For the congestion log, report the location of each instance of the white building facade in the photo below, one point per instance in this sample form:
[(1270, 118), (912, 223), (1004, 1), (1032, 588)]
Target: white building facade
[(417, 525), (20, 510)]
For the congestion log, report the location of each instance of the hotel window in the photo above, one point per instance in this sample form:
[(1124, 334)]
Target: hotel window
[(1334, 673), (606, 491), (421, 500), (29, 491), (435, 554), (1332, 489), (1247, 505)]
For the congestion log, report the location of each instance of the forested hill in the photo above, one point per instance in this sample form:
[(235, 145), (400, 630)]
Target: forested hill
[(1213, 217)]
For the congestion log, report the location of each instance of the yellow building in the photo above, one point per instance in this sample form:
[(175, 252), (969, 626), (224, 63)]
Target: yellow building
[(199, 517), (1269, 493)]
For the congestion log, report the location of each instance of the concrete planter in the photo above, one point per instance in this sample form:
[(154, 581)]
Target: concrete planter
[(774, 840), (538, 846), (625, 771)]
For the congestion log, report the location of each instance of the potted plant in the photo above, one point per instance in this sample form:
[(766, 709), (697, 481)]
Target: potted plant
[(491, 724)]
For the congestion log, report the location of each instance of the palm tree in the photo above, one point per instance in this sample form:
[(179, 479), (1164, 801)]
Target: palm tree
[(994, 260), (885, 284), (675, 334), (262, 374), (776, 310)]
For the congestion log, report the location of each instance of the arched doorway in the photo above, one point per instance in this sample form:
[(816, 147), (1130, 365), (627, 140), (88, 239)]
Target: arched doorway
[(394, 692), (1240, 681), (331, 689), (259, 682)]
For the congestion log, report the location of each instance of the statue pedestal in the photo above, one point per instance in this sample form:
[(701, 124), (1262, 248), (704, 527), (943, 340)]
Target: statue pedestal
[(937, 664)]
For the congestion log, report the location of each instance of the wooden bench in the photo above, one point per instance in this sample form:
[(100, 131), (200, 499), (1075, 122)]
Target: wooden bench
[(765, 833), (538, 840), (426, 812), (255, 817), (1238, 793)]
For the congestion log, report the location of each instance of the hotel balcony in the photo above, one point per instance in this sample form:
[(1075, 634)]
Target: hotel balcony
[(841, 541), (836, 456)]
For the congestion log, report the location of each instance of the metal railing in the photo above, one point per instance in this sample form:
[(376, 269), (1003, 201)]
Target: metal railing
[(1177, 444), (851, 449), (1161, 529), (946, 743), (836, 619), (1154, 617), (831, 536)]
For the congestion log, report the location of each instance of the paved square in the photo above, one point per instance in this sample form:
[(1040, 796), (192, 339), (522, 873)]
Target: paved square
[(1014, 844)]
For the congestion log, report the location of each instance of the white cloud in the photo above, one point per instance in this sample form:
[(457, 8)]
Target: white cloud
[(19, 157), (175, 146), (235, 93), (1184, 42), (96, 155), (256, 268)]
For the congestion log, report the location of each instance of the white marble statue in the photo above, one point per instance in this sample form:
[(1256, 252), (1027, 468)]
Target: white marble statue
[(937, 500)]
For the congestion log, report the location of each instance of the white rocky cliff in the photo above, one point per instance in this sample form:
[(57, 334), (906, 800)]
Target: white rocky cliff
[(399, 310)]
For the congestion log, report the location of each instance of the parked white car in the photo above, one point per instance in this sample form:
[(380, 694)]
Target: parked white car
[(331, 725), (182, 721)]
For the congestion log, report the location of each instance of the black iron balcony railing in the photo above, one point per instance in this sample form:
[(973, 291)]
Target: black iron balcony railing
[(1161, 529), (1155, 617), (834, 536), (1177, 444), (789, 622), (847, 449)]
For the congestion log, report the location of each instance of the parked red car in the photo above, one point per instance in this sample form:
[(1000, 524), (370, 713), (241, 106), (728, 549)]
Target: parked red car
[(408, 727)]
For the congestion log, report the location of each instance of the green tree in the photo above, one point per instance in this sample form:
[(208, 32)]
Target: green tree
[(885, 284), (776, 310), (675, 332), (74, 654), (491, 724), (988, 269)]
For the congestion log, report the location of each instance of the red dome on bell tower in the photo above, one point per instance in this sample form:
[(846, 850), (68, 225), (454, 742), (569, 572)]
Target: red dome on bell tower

▬▬▬▬▬▬

» **PROBLEM STATEMENT**
Copy range, inclusive: the line holding "of the arched" to the line holding "[(100, 131), (200, 499), (1075, 122)]". Reproduce exactly those lines of the records above and no others.

» **SOLUTION FOR THIS TASK**
For the congestion log, report the location of each instance of the arched doorway in the photo above, one point per instance in this sample form:
[(816, 147), (1130, 365), (627, 140), (88, 239)]
Target: arched doorway
[(394, 692), (1240, 681), (331, 689), (259, 682)]
For the congestion log, report the location of each instance of the statue pedestal in the photo above, one point per instance in this sample form:
[(701, 124), (1262, 248), (704, 527), (943, 340)]
Target: statue pedestal
[(937, 664)]
For the congestion log, report the location of each instance of the wooden bench in the photo above, one point per instance in this sample form:
[(100, 131), (200, 499), (1075, 122)]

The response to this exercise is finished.